**Instructions for the task**: Take the line that contains "The service MUST return one point per instance of the person" as the first line and the final line of the records as the last; return exactly those lines and the lines between.

* begin *

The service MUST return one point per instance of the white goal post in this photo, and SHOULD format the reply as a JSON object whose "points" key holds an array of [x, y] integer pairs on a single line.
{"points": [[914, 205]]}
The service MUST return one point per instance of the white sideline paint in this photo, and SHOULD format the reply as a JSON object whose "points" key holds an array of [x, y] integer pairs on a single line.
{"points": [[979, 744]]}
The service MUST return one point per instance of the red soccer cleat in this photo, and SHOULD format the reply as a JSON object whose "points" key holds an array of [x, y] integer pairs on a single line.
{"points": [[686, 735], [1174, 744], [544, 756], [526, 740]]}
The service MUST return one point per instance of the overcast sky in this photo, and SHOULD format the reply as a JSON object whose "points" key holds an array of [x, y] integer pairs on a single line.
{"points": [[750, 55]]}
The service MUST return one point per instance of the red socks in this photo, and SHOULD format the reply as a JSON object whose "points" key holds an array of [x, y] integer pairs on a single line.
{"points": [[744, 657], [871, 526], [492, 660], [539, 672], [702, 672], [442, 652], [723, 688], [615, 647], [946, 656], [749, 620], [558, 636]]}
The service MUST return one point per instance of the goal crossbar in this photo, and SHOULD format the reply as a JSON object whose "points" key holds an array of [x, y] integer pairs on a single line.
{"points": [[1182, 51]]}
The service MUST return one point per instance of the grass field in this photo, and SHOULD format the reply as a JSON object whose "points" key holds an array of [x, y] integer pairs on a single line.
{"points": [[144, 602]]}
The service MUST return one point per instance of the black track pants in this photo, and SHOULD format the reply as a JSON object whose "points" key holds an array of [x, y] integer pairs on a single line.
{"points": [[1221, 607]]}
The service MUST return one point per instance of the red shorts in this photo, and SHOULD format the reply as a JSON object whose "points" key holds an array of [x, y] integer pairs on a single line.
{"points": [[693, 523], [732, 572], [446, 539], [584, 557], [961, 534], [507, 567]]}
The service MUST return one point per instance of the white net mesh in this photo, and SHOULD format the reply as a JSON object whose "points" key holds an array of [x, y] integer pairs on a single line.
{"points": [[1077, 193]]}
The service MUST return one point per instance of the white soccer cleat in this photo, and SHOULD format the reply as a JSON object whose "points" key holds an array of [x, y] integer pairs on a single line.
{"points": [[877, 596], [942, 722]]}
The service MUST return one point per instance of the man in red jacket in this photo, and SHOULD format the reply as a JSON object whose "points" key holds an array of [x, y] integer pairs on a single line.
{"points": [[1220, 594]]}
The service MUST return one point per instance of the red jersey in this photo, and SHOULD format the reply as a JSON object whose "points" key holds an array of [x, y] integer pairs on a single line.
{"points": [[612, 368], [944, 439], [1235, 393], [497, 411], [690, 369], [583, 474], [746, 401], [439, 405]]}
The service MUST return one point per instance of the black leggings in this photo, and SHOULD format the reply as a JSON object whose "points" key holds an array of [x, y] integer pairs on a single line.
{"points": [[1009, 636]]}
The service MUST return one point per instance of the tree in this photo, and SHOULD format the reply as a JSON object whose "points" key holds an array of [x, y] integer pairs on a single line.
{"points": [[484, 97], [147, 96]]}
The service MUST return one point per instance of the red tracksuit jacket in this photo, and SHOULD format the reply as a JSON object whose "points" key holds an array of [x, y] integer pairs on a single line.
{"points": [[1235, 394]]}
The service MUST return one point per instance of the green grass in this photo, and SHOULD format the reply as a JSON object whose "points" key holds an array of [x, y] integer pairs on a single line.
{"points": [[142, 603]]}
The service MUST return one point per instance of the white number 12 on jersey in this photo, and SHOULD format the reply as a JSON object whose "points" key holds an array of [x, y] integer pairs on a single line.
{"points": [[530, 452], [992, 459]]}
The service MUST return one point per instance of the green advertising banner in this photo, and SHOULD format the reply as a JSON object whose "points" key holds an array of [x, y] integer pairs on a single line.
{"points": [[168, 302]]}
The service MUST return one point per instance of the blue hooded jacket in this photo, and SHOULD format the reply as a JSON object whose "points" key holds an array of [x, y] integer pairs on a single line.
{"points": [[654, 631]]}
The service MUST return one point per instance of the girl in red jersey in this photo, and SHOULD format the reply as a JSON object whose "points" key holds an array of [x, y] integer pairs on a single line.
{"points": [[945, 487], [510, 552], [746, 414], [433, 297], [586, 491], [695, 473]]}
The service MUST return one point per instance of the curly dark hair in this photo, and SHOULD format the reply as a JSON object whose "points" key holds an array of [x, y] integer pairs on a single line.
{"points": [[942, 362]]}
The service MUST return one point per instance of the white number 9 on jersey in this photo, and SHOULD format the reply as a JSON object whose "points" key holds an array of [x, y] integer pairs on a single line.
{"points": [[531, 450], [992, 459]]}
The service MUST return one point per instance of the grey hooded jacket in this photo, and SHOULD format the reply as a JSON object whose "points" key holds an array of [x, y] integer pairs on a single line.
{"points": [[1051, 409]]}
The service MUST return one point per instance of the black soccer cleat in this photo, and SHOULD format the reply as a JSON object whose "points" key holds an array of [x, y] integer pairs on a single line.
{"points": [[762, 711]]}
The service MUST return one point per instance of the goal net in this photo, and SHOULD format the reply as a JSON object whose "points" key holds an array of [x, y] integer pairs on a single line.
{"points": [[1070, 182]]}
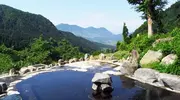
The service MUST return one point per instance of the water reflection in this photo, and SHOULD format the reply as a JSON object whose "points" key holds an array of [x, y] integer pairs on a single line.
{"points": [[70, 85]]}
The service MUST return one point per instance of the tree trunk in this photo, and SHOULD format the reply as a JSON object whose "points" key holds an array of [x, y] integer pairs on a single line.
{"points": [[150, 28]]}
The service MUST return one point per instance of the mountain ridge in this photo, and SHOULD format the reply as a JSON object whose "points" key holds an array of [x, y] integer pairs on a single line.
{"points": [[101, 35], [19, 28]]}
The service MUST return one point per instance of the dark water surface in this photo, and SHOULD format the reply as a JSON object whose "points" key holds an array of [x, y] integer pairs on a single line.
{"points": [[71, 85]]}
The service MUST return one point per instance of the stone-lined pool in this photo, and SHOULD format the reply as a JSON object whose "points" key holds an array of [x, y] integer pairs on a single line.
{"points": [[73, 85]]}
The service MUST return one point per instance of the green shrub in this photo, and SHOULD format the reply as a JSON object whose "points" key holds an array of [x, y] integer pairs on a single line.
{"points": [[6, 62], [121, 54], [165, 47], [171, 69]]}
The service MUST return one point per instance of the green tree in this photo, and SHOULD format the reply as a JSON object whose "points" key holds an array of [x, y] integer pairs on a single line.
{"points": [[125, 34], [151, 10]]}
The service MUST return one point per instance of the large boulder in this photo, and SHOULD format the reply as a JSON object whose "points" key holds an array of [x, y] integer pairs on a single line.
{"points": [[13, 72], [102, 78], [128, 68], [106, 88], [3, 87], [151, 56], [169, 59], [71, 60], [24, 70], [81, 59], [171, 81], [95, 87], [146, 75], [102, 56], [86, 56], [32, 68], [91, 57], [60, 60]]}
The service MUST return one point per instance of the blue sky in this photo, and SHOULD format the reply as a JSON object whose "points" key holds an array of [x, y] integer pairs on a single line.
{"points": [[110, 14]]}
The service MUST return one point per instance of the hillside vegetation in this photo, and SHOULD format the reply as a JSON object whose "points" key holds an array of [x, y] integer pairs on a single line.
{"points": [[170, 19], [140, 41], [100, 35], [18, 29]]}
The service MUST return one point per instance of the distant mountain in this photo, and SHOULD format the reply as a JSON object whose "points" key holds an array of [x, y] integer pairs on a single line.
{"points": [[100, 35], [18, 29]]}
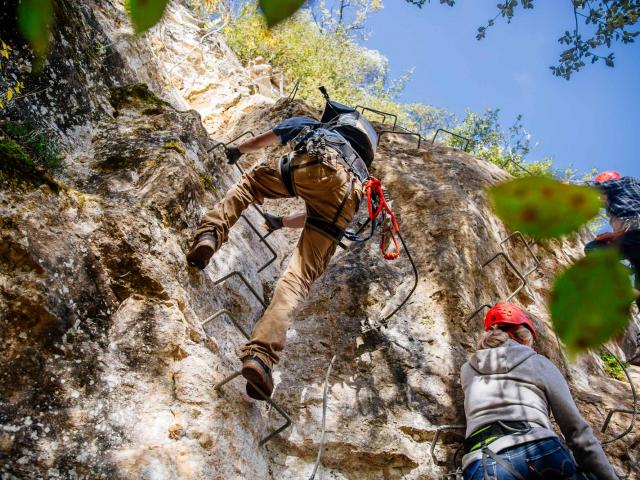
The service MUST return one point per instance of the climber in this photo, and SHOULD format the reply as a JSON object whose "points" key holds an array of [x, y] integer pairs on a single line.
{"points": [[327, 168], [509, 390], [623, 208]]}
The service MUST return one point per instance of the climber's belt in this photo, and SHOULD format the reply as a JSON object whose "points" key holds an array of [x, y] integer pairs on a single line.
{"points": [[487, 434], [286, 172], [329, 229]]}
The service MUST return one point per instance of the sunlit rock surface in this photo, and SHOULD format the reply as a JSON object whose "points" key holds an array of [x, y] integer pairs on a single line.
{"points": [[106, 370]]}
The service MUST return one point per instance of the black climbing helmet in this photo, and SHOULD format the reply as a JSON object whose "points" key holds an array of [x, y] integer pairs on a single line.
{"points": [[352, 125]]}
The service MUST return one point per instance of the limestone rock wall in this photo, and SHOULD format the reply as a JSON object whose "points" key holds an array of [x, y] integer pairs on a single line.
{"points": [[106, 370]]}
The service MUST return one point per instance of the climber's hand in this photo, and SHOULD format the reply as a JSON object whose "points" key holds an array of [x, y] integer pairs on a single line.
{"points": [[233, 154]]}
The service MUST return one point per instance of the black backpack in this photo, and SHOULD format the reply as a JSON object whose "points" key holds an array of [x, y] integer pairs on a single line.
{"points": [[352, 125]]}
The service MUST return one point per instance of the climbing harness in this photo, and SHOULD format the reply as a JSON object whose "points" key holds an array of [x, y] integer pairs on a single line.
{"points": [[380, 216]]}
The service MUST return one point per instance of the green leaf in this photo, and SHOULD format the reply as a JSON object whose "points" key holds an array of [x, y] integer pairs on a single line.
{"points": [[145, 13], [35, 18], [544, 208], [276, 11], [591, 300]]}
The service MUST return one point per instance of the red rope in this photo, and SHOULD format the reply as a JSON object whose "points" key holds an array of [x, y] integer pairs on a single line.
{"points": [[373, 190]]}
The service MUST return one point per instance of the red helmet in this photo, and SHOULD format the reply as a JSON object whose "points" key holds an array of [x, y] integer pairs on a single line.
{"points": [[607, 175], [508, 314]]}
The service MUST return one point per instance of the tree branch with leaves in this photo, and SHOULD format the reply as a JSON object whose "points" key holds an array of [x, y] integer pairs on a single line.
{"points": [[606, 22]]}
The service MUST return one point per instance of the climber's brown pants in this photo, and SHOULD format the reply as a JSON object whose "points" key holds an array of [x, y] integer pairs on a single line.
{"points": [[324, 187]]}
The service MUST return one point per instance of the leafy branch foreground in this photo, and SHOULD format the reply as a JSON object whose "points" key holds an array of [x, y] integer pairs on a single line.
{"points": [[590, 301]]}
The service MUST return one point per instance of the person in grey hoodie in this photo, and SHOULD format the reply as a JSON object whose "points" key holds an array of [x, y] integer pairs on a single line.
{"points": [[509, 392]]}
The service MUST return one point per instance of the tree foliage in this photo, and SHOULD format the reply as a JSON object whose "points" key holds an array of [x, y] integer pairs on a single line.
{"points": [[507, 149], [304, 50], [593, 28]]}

* end *

**Answer to the task**:
The service MUST return one point per instance of the person in grey hoodie in this photo, and SHOULD format the reply as a JSON object whose "points" key holds an array of [x, y] integer pairs on a single line.
{"points": [[509, 392]]}
The service MUST return one point per instance of the tree foliage in this photo, and SHOULD format the reply as a JSON object whose "points" key holds an array of [x, y] integer pairs on a single line.
{"points": [[507, 149], [304, 50], [593, 28]]}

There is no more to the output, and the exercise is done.